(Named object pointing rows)
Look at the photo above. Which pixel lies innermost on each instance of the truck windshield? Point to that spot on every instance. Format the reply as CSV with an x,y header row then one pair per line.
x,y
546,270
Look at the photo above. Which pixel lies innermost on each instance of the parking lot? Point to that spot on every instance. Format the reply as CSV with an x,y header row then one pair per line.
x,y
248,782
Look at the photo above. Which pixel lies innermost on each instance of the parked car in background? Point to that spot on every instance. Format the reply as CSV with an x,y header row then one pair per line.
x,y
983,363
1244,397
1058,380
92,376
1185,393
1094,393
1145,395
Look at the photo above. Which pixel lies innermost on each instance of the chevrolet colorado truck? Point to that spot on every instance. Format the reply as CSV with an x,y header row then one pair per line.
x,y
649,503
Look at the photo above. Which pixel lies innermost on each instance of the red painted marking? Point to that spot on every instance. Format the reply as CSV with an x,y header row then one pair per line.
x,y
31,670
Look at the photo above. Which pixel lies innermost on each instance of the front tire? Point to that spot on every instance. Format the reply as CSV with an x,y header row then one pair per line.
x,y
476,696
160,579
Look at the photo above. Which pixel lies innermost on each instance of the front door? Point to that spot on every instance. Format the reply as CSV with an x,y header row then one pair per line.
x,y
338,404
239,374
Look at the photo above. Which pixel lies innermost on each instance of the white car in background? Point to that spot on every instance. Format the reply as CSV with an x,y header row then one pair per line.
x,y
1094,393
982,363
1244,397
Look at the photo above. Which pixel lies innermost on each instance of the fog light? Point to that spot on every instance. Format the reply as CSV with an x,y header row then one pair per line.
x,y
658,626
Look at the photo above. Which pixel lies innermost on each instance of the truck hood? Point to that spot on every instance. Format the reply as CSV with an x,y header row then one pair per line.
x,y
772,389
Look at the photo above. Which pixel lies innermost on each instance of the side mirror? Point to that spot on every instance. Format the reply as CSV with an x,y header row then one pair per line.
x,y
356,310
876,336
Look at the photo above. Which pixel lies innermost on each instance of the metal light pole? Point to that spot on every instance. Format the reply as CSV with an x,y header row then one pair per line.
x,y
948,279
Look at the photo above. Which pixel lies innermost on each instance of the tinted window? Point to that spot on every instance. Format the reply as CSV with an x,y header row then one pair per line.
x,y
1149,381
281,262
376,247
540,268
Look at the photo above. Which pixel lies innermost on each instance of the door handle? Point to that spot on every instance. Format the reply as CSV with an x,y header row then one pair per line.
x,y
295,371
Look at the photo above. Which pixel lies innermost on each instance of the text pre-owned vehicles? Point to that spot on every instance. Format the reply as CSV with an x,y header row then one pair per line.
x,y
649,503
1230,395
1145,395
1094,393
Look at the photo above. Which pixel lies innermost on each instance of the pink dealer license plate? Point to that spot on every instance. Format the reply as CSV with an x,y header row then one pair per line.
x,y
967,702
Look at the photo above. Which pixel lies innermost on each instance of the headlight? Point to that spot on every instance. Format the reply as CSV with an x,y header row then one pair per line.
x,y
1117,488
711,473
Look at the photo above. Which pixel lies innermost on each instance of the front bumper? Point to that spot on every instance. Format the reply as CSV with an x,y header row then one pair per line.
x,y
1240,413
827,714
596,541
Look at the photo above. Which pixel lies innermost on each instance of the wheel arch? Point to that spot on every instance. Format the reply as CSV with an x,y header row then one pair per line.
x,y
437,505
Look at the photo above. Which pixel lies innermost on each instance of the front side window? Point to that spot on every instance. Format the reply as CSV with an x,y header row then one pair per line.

■ **GIVEN TASK**
Could you repeat the rows from the line containing "of the wheel" through the end of the rows, including both ends and the requests? Multiply every coordinate in the answers by 0.85 and round each result to a whole number, with halves rounding up.

■ **EXERCISE RESULT**
Look at the photo above. Which pixel lies innermost on each instance of the wheel arch? Point to that spot on every instance. Format the reply as CSV with an x,y header row then one pair per line.
x,y
371,429
Look at the photo above. Which pixel lies innermost on each instance of the front side window? Point to that spot on every instance. Format the reply as CSV with an x,y header row then one pair per line.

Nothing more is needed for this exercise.